[MATERIAL PROVIDED]
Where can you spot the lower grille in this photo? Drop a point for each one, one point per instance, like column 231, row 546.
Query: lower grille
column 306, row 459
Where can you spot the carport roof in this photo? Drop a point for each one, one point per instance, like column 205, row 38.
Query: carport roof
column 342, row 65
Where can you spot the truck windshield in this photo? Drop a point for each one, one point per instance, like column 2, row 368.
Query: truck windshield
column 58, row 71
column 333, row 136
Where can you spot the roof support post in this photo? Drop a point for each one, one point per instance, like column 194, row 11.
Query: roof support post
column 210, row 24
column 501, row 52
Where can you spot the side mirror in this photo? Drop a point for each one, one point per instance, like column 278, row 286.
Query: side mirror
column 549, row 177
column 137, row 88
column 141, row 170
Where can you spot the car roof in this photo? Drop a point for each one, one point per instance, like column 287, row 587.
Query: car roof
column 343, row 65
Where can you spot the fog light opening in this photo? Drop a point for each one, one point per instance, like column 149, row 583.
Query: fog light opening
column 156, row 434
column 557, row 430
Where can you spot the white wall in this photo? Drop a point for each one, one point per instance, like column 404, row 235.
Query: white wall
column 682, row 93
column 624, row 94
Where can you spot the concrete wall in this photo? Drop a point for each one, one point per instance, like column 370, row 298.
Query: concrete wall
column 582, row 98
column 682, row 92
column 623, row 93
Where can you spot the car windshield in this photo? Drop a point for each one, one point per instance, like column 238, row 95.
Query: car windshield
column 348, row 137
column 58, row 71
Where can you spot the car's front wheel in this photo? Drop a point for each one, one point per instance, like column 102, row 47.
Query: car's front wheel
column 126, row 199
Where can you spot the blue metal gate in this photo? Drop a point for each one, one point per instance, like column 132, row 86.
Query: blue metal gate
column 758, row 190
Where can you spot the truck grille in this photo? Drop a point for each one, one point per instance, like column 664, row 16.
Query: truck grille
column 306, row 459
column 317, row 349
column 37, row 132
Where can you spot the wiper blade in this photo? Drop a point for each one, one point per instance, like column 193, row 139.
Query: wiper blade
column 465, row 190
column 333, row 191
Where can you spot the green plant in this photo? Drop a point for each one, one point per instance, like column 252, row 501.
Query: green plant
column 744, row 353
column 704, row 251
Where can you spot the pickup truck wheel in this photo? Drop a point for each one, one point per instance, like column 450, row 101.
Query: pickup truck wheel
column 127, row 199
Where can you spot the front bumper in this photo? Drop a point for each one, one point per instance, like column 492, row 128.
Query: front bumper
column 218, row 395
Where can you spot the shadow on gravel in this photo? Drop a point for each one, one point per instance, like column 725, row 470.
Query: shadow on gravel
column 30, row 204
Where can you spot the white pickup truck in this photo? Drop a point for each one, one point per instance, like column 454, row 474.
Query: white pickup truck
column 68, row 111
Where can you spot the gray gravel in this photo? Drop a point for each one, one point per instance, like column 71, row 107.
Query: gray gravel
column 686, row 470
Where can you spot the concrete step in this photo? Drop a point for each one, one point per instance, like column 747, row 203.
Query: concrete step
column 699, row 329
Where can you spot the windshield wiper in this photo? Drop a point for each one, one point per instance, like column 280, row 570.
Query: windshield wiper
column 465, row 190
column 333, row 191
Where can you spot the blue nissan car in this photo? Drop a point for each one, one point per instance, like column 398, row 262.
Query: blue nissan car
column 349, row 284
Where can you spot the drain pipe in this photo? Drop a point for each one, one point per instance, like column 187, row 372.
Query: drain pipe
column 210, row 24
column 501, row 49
[/MATERIAL PROVIDED]
Transcribe each entry exactly as it appears.

● ANSWER BELOW
Where can you spot the lower grille in this photo? Drop a point for each one, one point per instance, like column 231, row 546.
Query: lower grille
column 306, row 459
Where can you spot the carport roof in this photo? Drop a point for each one, one point per instance, like column 205, row 38.
Query: carport roof
column 342, row 65
Where can you spot the truck windshield in this photo? Drop a point for each one, one point per instance, like column 2, row 368.
Query: truck windshield
column 58, row 71
column 333, row 136
Where can you spot the roof support post in this photo? Drop a point for each one, one point per instance, like column 194, row 11.
Query: roof support post
column 210, row 24
column 501, row 52
Where can you spot the side mirror in this photo? Drop a point for each one, one point per instance, like column 278, row 286.
Query: side mirror
column 549, row 177
column 137, row 88
column 141, row 170
Where can you spot the car roof in this photo? Drop a point for each one, one point per instance, like column 287, row 587.
Query: car roof
column 343, row 65
Where can you spot the fog light opening in this photo? Drop a point for each one, one point per instance, like column 149, row 583.
Query: fog light opening
column 156, row 434
column 557, row 430
Where can you spot the white wall in this photo? Drop a point for each one, one point per instance, like column 404, row 235.
Query: white wall
column 682, row 93
column 624, row 94
Where can you spot the concrete wall in this photo? Drop a point for each one, one point per instance, like column 370, row 298.
Query: concrete wall
column 582, row 98
column 682, row 92
column 623, row 93
Where can you spot the car windshield in this photo? Drop a point for each one, one point per instance, like column 238, row 95.
Query: car windshield
column 348, row 137
column 58, row 71
Where can you spot the car's front wheel in this photo? Drop a point for each one, one point per instance, like column 102, row 47.
Query: car's front wheel
column 126, row 199
Where can you spot the blue metal gate in this photo? Drop a point for each one, one point per instance, like column 132, row 86.
Query: blue metal gate
column 758, row 190
Where can you spot the truck grille in this photo? Drop a point for each one, one point per instance, like column 664, row 16.
Query: truck grille
column 306, row 459
column 317, row 349
column 37, row 132
Where can you spot the wiper blade in this photo? Drop a point for each one, one point per instance, like column 193, row 139.
Query: wiper blade
column 465, row 190
column 333, row 191
Where can you spot the green plant in this photo? Drop a point for each one, one point per instance, like column 252, row 501.
Query: green plant
column 744, row 353
column 704, row 251
Where can you spot the pickup truck wheel in this photo? Drop a point for each one, one point per instance, like column 450, row 101.
Query: pickup truck wheel
column 127, row 199
Where can you spot the front bumper in this photo? Drop a point for each one, one point per instance, like column 492, row 128.
Query: front bumper
column 218, row 395
Where can you spot the shadow on gravel in this photo? Drop a point for each one, one point per instance, like column 725, row 470.
Query: shadow on gravel
column 30, row 204
Where can you spot the white pickup truck in this photo? Drop a point for each one, one point per instance, like column 454, row 474.
Query: white pickup truck
column 68, row 111
Where can you spot the gray gravel in this photo? Drop a point for each one, one point per instance, like column 71, row 107.
Query: gray gravel
column 686, row 470
Where can you spot the concrete step in this photo? Drop a point for each one, one point per instance, like column 747, row 203.
Query: concrete step
column 699, row 329
Where can you spot the windshield wiper in this photo? Drop a point for each one, one point per instance, like column 280, row 570.
Query: windshield wiper
column 465, row 190
column 333, row 191
Where can you spot the blue nissan car in this photo? Drop a point for each one, one point per instance, like column 398, row 262.
Query: blue nissan car
column 349, row 284
Where can you spot the drain pipe in this photo? Drop a point for each one, one point per instance, like column 187, row 372.
Query: drain pipe
column 210, row 24
column 501, row 49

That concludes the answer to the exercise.